WRITTEN REQUEST A:
In the rows below, reproduce word for word the part that opens with the line containing "shaped like [135,170]." and runs through the end of the rows, leaving the pictures out of your answer.

SOURCE EXCERPT:
>> begin

At our house, we have a common reading time. We’re also working on a weakness of each child. My 6th grader needs writing practice, so he’s pen-pal-ing three times a week with different family members in a Google doc. 

  1. Don’t give up on building life skills! It is so much more time consuming to coach my kids through unloading and loading the dishwasher, washing dishes, sweeping the floor, learning how to cook basic meals, and doing laundry. But I’m not doing this for me (well, I kind of am. I need some help!). Mostly, I want them to build skills to be able to do this on their own someday. I’m giddy over this list of 13 life skills you can work on with your teen now, like “how to handle disappointment.”
  1. Take the phone. And tablet. And laptop. TAKE IT ALL. We all need a break from electronics – but your preteen/teen needs you to regulate this even more. Especially don’t let them have devices in their room at night (they are on them at 2am, if you currently allow it).
  1. Be intentional about having light moments! This article has 15 things you can do with tweens & teens. It includes learning a tik tok dance, setting up an obstacle course, even creating a baking challenge. Break up the monotony of being home together. We all need moments where we’re reminded of how we like each other – and enjoy a smile or a laugh.

>> end

WRITTEN REQUEST B:
From the parenting excerpt, list every household task the writer names as something to coach the kids through.

DATA SHOWN:
>> begin

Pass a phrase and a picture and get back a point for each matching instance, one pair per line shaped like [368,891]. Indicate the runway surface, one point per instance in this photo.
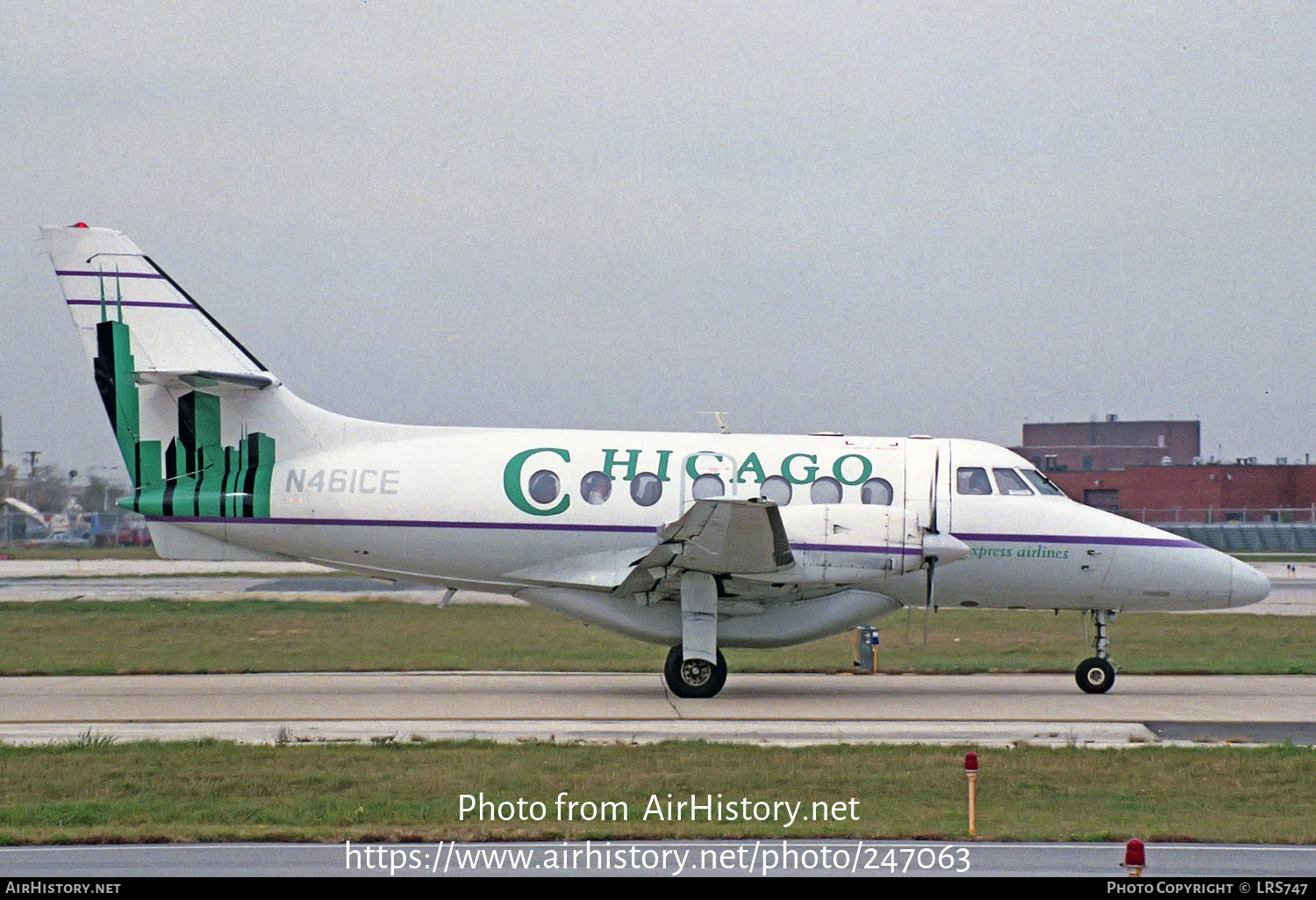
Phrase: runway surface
[782,710]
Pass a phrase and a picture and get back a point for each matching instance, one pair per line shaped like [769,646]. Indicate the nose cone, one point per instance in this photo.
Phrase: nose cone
[1247,584]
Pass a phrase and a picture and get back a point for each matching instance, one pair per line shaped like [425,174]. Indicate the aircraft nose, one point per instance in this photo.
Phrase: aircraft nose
[1247,584]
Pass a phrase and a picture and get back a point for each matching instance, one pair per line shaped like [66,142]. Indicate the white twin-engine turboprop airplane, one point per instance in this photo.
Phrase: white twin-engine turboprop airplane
[699,541]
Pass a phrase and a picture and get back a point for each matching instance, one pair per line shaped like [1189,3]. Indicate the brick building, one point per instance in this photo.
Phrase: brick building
[1111,444]
[1198,494]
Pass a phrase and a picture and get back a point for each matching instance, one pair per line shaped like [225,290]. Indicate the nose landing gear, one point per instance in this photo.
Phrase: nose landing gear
[1097,674]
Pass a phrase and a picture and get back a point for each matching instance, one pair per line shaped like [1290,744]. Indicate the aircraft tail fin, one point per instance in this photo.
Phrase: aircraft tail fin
[197,418]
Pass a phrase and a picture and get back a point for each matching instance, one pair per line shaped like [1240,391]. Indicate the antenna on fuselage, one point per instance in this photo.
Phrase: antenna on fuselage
[721,423]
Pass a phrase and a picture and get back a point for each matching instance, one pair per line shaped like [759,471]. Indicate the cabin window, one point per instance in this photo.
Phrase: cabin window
[595,487]
[544,487]
[1042,483]
[876,491]
[645,489]
[707,486]
[826,489]
[1010,483]
[971,481]
[776,489]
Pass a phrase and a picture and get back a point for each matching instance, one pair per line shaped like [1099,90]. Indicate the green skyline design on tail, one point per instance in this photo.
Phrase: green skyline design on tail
[195,475]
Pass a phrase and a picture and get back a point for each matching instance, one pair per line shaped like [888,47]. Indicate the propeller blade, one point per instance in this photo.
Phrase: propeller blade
[928,600]
[932,492]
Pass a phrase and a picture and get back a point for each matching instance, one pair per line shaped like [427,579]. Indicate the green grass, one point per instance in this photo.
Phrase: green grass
[211,791]
[166,636]
[79,553]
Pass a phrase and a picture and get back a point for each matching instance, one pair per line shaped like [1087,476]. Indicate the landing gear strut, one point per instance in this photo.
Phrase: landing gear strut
[694,678]
[1097,674]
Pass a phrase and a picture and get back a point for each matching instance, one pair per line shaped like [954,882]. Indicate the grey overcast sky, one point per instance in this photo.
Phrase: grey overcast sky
[874,218]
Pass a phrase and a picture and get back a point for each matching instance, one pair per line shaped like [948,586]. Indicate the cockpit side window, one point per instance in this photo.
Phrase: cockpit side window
[971,481]
[1010,483]
[1041,482]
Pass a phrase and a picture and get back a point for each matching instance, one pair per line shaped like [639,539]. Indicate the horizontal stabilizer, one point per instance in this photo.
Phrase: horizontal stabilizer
[195,378]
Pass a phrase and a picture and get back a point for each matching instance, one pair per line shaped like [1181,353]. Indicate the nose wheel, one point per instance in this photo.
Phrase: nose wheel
[694,678]
[1097,674]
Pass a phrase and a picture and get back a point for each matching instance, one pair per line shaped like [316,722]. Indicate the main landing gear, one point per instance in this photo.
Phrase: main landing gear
[694,678]
[1097,674]
[690,670]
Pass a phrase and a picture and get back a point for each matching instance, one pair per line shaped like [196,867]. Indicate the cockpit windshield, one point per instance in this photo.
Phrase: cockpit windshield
[971,479]
[1010,483]
[1041,482]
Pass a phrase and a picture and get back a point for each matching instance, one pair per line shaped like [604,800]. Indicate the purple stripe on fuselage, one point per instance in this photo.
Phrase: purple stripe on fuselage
[858,547]
[131,303]
[1081,539]
[71,273]
[410,523]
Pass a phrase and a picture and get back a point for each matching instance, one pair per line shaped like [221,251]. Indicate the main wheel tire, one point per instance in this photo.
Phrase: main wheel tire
[694,678]
[1095,675]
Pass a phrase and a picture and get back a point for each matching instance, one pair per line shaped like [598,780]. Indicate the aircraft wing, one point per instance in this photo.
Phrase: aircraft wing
[718,536]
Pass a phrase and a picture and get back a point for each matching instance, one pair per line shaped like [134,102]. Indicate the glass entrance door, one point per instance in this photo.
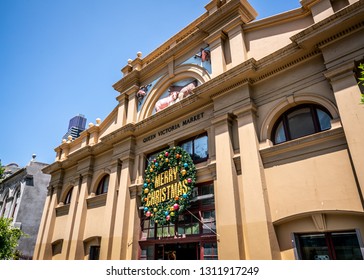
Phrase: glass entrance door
[178,251]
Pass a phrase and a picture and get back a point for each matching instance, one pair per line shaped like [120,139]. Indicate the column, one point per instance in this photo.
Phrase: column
[132,104]
[122,110]
[110,212]
[43,250]
[237,44]
[351,111]
[121,241]
[133,228]
[70,223]
[260,240]
[76,250]
[227,205]
[218,64]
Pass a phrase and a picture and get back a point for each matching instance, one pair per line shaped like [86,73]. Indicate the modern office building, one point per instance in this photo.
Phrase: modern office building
[76,125]
[235,139]
[23,191]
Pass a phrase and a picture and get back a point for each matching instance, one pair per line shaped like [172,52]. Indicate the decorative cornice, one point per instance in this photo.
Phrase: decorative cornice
[269,60]
[291,150]
[345,19]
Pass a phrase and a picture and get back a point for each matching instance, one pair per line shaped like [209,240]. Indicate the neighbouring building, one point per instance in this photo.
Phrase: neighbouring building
[235,139]
[23,191]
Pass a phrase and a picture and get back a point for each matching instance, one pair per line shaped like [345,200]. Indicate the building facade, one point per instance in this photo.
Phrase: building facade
[235,139]
[23,192]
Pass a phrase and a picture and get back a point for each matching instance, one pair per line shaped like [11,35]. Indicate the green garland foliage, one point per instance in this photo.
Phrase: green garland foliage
[9,237]
[168,210]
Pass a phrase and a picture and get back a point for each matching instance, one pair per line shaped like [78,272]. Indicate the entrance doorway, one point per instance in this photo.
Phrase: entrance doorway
[178,251]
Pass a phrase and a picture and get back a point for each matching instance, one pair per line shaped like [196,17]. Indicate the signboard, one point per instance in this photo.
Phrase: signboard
[168,183]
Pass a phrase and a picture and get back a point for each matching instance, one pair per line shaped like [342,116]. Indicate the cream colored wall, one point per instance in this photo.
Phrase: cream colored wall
[330,185]
[262,42]
[94,221]
[329,221]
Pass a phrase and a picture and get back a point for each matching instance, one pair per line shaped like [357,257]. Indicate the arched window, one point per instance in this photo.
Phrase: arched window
[103,185]
[67,200]
[300,121]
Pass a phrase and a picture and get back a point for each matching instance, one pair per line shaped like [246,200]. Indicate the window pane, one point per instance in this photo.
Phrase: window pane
[300,123]
[280,135]
[147,253]
[188,147]
[324,119]
[210,251]
[313,247]
[346,246]
[201,150]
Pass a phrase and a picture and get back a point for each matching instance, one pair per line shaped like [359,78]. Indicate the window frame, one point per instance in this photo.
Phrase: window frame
[198,208]
[103,185]
[193,139]
[67,199]
[328,237]
[283,119]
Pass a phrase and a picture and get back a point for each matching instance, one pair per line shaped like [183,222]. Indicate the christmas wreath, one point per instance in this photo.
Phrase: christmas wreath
[168,182]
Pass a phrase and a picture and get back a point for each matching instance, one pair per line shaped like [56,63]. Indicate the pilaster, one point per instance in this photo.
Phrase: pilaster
[351,111]
[76,251]
[132,104]
[260,240]
[122,109]
[228,216]
[120,246]
[110,212]
[218,63]
[45,250]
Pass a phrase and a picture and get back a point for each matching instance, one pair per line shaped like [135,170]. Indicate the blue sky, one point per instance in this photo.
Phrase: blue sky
[60,58]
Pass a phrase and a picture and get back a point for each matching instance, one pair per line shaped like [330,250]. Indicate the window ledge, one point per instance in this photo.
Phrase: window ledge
[311,145]
[62,210]
[96,201]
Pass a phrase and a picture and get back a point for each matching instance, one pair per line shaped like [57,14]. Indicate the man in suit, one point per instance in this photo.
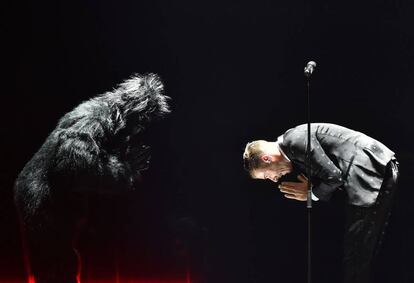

>> end

FINAL RESULT A:
Pass a phrase and a picture and get back a point for each matching instance, one pair per line shaped like [135,170]. Indicate the blue sky, one point per instance in this photo.
Phrase: blue sky
[60,58]
Pass a phrase and a picture and get back a point for each matching instance, one pair per line shaped like [330,250]. Indicate the window ledge, one point per instance in this photo.
Phrase: window ledge
[311,145]
[62,210]
[96,201]
Pass a phrase and a picture and get back a point for each matching instance, one pair per line shaped like [57,14]. Indicate the man in suit, one point per instance in this photo.

FINAL RESULT B:
- unloading and loading the dishwasher
- washing dishes
- sweeping the floor
- learning how to cook basic meals
- doing laundry